Tarefas propostas:
(a) No texto sobre o gabinete de Trump, para onde Vance viajou no mês passado?
(b) Liste todas as pessoas citadas pelo nome no texto sobre o gabinete de Trump.
(c) Transcreva do texto sobre o gabinete de Trump o trecho que começa com as palavras que contêm "ELON MUSK, CONSELHEIRO" e termina com "momentos, o protagonista.".

--- Trecho citado ---

SÃO PAULO, SP (FOLHAPRESS) – O presidente dos Estados Unidos, Donald Trump, cercou-se de aliados fervorosos e dispostos a implementar medidas que enfraquecem o Estado de Direito e ameaçam uma crise constitucional no país.
Em cem dias de governo, Trump e sua equipe promoveram cortes sem precedentes em diferentes áreas, iniciaram investigações contra adversários políticos e colocaram em prática planos controversos e contestados judicialmente que visam deportações em massa.
Nem tudo foram flores no começo da gestão, entretanto. O secretário da Defesa, Pete Hegseth, está na berlinda devido ao suposto envolvimento em um escândalo relacionado ao vazamento de segredos militares. Já a lua de mel entre Trump e o empresário Elon Musk parece estar chegando ao fim.
Veja abaixo feitos e polêmicas dos principais integrantes do gabinete de Trump.
J. D. VANCE, VICE-PRESIDENTE
Vance tem atuado como uma espécie de “cão de guarda” de Trump. Diferentemente de sua antecessora, Kamala Harris, que teve atuação discreta, o ex-senador tem adotado postura enfática e por vezes agressiva para defender as políticas do líder republicano, sem qualquer medo de se expor.
O vice tem impulsionado a política conhecida como “America First” (EUA em primeiro lugar) e feito ataques até contra aliados de Washington. Em fevereiro, apoiou Trump em um bate-boca com o líder ucraniano, Volodimir Zelenski, no Salão Oval da Casa Branca, numa cena nunca antes vista em público.
Vance tem tido papel importante em outras pautas caras a Trump. Ele viajou à Groenlândia no mês passado para reforçar o plano defendido pelo presidente que prevê a anexação pelos EUA do território autônomo governado pela Dinamarca. Antes, em fevereiro, frustrou líderes europeus ao ignorar a Guerra da Ucrânia e fazer acenos à extrema direita em uma conferência de segurança em Munique, na Alemanha.
ELON MUSK, CONSELHEIRO DE TRUMP E CHEFE DO DEPARTAMENTO DE EFICIÊNCIA GOVERNAMENTAL
É representativa a cena em que Elon Musk fala a jornalistas, em pé, ao lado de Donald Trump, sentado, no Salão Oval da Casa Branca, enquanto seu filho manda o presidente calar a boca. Nos primeiros cem dias de governo, o bilionário foi o braço-direito do líder republicano e, em alguns momentos, o protagonista.
À frente, ainda que não oficialmente, do Departamento de Eficiência Governamental (Doge, na sigla em inglês), Musk coordenou cortes de gastos em diferentes áreas. Em resumo, desde que a pasta começou a atuar, funcionários públicos têm sido pressionados a se demitir, agências governamentais foram fechadas, e os recursos federais para estados e ONGs, bloqueados. Ele diz que as iniciativas, radicais e sem precedentes, têm o objetivo de acabar com a burocracia e enxugar a máquina pública.

--- Material fornecido ---

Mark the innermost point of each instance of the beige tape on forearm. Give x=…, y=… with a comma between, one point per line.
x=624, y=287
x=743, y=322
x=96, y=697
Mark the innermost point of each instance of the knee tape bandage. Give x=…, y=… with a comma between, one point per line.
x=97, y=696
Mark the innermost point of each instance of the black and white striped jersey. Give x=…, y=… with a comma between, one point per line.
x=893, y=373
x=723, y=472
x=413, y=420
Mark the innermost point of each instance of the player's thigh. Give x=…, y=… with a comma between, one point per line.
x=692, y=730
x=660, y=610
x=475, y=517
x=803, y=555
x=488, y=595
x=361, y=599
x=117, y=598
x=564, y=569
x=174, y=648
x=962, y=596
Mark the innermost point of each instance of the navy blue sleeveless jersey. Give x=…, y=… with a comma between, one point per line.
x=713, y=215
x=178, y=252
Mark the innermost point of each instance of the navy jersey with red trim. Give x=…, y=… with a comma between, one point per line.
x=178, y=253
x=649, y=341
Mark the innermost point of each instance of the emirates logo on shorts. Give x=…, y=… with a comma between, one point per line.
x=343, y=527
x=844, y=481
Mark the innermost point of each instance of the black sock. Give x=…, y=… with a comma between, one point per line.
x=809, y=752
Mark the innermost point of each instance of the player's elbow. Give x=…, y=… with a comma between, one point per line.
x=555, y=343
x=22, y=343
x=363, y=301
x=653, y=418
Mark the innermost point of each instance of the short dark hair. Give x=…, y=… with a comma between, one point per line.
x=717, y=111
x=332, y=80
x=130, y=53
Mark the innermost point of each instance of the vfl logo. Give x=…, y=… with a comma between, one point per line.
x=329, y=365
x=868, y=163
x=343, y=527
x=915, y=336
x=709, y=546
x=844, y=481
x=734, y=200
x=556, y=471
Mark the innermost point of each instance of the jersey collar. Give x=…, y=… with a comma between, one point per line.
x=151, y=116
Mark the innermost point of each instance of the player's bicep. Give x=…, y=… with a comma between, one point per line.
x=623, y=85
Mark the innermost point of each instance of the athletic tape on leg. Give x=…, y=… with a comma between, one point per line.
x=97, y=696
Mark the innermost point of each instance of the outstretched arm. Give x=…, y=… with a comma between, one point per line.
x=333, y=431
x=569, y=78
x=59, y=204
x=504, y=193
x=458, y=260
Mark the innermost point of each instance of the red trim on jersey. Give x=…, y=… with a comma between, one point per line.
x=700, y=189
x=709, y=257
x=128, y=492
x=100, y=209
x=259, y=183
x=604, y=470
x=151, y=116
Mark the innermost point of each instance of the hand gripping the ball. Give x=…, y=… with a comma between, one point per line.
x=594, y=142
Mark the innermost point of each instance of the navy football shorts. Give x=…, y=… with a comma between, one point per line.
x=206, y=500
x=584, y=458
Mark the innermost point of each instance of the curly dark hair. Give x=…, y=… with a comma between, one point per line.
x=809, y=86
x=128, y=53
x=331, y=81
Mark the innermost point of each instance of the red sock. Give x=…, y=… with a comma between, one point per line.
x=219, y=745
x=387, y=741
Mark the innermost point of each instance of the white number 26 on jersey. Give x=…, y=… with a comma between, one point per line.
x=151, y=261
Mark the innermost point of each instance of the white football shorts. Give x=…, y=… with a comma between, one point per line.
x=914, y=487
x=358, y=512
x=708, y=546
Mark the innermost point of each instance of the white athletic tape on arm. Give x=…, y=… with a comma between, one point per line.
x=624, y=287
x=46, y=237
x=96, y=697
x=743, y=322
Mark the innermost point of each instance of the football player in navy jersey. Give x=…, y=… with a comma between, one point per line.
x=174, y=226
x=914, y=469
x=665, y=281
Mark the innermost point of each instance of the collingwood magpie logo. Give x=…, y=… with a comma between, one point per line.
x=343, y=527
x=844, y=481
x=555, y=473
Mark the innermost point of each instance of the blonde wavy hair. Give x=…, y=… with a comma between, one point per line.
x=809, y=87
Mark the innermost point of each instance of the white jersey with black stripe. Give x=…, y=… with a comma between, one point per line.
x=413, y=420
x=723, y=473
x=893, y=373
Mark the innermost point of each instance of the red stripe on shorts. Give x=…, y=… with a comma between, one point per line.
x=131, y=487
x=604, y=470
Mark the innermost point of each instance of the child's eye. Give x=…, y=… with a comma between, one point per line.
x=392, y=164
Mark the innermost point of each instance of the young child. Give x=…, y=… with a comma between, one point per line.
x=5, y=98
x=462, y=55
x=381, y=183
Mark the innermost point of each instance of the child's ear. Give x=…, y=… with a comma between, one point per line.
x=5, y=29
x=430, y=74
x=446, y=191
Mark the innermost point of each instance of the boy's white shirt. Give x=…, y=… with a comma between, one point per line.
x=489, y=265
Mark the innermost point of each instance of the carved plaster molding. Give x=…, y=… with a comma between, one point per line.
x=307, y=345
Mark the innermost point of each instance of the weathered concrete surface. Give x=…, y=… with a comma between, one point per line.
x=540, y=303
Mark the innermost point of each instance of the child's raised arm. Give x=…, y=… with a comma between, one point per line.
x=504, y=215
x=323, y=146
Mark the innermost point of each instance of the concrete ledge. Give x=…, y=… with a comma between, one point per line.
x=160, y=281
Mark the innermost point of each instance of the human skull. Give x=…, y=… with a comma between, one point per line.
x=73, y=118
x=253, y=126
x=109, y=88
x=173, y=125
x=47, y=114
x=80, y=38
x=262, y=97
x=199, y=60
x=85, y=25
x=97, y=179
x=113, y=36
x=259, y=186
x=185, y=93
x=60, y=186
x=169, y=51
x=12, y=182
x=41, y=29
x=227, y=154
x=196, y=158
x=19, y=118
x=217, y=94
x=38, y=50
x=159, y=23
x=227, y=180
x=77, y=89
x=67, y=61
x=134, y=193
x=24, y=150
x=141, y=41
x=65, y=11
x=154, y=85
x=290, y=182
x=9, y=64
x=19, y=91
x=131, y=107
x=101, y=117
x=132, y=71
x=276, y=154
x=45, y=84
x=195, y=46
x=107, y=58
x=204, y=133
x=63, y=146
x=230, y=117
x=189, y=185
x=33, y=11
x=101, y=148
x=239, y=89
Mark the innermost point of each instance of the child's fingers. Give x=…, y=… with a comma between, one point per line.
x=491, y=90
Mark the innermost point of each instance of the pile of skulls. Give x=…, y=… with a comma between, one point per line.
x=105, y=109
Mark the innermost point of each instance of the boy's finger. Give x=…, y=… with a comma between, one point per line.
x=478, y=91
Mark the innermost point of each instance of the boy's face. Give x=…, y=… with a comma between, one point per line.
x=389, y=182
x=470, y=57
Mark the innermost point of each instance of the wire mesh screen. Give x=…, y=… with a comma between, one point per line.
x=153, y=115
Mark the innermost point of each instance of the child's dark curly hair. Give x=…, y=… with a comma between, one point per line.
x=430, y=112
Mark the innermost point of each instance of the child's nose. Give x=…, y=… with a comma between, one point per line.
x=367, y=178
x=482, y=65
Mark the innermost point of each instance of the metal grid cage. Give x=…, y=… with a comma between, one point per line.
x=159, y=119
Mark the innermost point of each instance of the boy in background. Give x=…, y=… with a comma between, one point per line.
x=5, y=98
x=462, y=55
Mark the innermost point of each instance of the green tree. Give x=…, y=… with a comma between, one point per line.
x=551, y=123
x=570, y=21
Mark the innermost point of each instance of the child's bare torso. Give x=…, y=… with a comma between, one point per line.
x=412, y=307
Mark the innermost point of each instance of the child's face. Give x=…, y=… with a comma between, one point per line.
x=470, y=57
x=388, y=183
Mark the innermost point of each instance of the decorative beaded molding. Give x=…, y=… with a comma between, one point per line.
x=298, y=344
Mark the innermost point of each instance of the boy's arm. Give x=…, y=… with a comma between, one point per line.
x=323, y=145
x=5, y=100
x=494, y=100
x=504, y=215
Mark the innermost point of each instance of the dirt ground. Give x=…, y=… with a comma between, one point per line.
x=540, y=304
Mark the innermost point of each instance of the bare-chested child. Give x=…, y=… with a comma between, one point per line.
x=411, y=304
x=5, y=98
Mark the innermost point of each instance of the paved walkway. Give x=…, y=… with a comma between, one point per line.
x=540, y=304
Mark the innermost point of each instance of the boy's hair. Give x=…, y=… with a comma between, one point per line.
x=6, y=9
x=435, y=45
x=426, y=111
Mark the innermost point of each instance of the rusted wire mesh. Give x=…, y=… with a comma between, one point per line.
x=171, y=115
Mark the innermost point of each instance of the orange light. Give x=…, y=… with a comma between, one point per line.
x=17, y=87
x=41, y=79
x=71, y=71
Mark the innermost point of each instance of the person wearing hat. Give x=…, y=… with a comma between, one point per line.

---

Respostas em ordem:
(a) Para a Groenlândia.

(b) Donald Trump, Pete Hegseth, Elon Musk, J. D. Vance, Kamala Harris, Volodimir Zelenski

(c)
ELON MUSK, CONSELHEIRO DE TRUMP E CHEFE DO DEPARTAMENTO DE EFICIÊNCIA GOVERNAMENTAL
É representativa a cena em que Elon Musk fala a jornalistas, em pé, ao lado de Donald Trump, sentado, no Salão Oval da Casa Branca, enquanto seu filho manda o presidente calar a boca. Nos primeiros cem dias de governo, o bilionário foi o braço-direito do líder republicano e, em alguns momentos, o protagonista.